**Photo-based referring expression data**
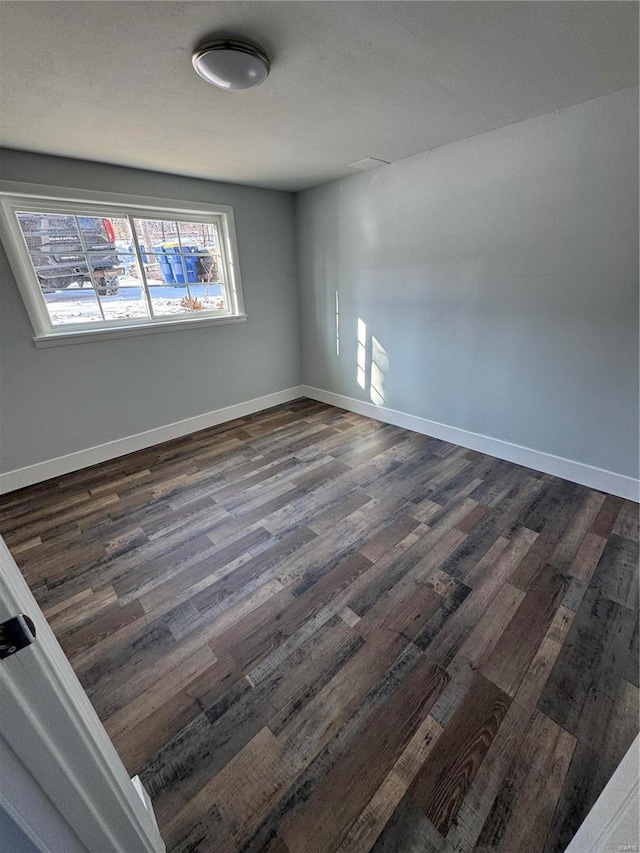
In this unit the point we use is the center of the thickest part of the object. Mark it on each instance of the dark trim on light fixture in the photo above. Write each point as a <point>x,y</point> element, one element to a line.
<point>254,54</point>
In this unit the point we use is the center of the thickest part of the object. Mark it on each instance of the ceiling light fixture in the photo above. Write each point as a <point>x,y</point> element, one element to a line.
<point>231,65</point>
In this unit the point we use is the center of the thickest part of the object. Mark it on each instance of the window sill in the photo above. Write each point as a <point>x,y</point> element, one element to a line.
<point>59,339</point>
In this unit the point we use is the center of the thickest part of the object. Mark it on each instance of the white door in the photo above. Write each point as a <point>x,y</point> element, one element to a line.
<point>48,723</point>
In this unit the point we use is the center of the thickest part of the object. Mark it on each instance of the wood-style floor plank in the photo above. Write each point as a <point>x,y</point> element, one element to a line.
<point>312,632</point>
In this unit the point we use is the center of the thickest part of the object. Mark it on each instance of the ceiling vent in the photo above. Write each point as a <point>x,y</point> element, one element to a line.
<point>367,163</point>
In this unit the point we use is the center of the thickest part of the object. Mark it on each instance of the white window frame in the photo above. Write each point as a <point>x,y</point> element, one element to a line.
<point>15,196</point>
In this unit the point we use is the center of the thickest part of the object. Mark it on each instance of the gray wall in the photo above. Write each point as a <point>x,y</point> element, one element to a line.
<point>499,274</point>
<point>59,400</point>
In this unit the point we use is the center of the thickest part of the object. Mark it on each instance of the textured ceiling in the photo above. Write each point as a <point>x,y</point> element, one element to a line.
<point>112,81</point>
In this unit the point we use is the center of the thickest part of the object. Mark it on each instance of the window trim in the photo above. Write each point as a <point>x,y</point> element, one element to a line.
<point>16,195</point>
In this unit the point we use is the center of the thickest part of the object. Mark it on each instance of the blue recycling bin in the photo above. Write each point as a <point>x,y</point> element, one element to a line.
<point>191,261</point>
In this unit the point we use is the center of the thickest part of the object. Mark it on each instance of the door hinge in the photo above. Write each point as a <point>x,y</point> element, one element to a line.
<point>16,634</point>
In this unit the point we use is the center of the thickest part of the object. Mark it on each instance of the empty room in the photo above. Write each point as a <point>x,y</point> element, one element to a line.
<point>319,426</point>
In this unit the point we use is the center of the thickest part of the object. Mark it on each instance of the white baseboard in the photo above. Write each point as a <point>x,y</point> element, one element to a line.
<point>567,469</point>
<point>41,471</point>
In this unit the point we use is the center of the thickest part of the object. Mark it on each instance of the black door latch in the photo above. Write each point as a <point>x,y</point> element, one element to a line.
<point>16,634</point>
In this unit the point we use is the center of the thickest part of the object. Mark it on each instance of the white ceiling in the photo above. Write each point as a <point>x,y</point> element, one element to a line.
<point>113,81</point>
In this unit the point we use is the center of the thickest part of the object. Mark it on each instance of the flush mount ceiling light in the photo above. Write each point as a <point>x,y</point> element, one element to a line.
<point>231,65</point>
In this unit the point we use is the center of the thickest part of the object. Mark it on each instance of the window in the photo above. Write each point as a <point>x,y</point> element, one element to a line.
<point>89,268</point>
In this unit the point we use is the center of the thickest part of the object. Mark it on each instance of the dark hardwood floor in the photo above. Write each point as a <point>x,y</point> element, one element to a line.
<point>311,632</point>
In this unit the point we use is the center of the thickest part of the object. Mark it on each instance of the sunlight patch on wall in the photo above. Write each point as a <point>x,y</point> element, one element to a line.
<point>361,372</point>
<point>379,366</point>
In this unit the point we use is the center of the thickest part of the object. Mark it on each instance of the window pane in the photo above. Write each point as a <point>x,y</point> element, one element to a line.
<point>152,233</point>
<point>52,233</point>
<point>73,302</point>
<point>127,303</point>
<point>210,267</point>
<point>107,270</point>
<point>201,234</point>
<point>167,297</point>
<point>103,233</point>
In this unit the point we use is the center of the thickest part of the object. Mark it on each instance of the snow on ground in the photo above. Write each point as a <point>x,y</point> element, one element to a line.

**Your assignment**
For your answer, write out the data exactly and drop every picture.

**Your response**
In this unit the point we use is the center of the thickest part of the object. Mark it on each instance of the dark trim on light fixture in the photo above. Write each point as a <point>x,y</point> element, one element to a line.
<point>254,54</point>
In this unit the point we use is the center of the thickest part of the object. Mark it on each instance of the ceiling light fixture in the photo above. Write each point as a <point>x,y</point> element, one element to a line.
<point>231,65</point>
In this unit the point we use is the center of the thickest part of the object. Mark it on each instance of the window sill in the photo above. Write each point as a <point>x,y</point> element, one element to a line.
<point>59,339</point>
In this unit the point we use is the center of the thickest part of the object. Mark it on each instance of the white door in the photo above. Write each point as a <point>x,y</point> element, one element to a line.
<point>48,723</point>
In this unit the point we use is the center of the thickest part of the object. Mark it on each instance of the wood-style floor plank in the photo above. Write each point as a <point>x,y</point> element, one element to a line.
<point>312,632</point>
In this unit the point we use is the center of the thickest part of the object. Mark it on each instance of the ceiling vent in the photo above. Write each point as a <point>x,y</point> element, one element to a line.
<point>367,163</point>
In this unit the point we use is the center of the thickest part of the object. Mark it on each instance of the white window frame in the photo above. Write each point as a <point>x,y</point> element, one element to a line.
<point>15,196</point>
In this unit the point we use is the center of the thickest part of the object. Mark it on each instance of the gray wall in the photo above. Write each point as a <point>x,y</point> element, one element to a line.
<point>499,274</point>
<point>59,400</point>
In this unit the point we use is the center of the thickest part of the object. Mark it on each instance of the textured ceiling in the photo above. Write each point as a <point>x,y</point> element, one element to a line.
<point>112,81</point>
In this unit the point we use is the center of the thickest part of the object. Mark it on each instance of the window trim in the photo above. Write each point as a <point>x,y</point> element, one element to a line.
<point>16,195</point>
In this unit the point we use is the center of the thickest part of the object. Mark it on each instance of the blue recycling bin in the photo above. Write each point as a <point>x,y</point> element, one element to a line.
<point>191,261</point>
In this unit the point we use is the center of the thickest part of the object. Mark it on each instance of the door hinge in the photo above. Write each point as a <point>x,y</point> element, one element to a line.
<point>16,634</point>
In this unit the point we use is the center of the thickest part of the object. Mark it on each instance of the empty room in the photo above. Write each point as a <point>x,y</point> element, one element to a line.
<point>319,426</point>
In this unit the point we use is the center of the thickest part of the object. Mark it on each instance of the white baseboard in the photo above. Write each point as a <point>x,y</point> element, one element to a line.
<point>567,469</point>
<point>41,471</point>
In this unit the point we use is the center of the thickest part of the object. Mark it on each instance of the black door latch in the photo above. Write each point as a <point>x,y</point> element, one element to a line.
<point>16,634</point>
In this unit the point we use is the center of the thickest part of the object. Mark it on each instance of the white ceiling in the photo above. Write each point as a <point>x,y</point> element, one element to a line.
<point>113,81</point>
In this unit the point we use is the center of the thickest part of the object. Mark it on each instance of the flush mount ceiling light in the photo above. Write each point as a <point>x,y</point> element, one element to a line.
<point>231,65</point>
In this unit the point we use is the center of the thickest part of the object. Mark it on each instance of the window in the photo above. Write each point as a <point>x,y</point> element, one element to a line.
<point>89,268</point>
In this unit the point we use is the center of the thickest part of the object. Mark it on each instance of the dark hardwood floor in the photo above. Write each point as a <point>x,y</point> element, one element to a line.
<point>311,632</point>
In this unit the point we use is the center of the thickest part of the object. Mark it on each instance of the sunlight patch on wall in the photo above. Write each point as a <point>x,y</point> element, one element to a line.
<point>361,372</point>
<point>379,366</point>
In this unit the point we use is the center of the thickest part of the object. Mark it on each instance of the window pane in the photo above. Write each point as a <point>x,y</point> element, one element to a line.
<point>152,233</point>
<point>52,233</point>
<point>73,302</point>
<point>127,303</point>
<point>210,267</point>
<point>107,270</point>
<point>201,234</point>
<point>167,297</point>
<point>103,233</point>
In this unit the point we use is the center of the thickest part of the object. Mark it on each instance of the snow on ground in the photo above. Write each point as a <point>x,y</point> element, one element to a line.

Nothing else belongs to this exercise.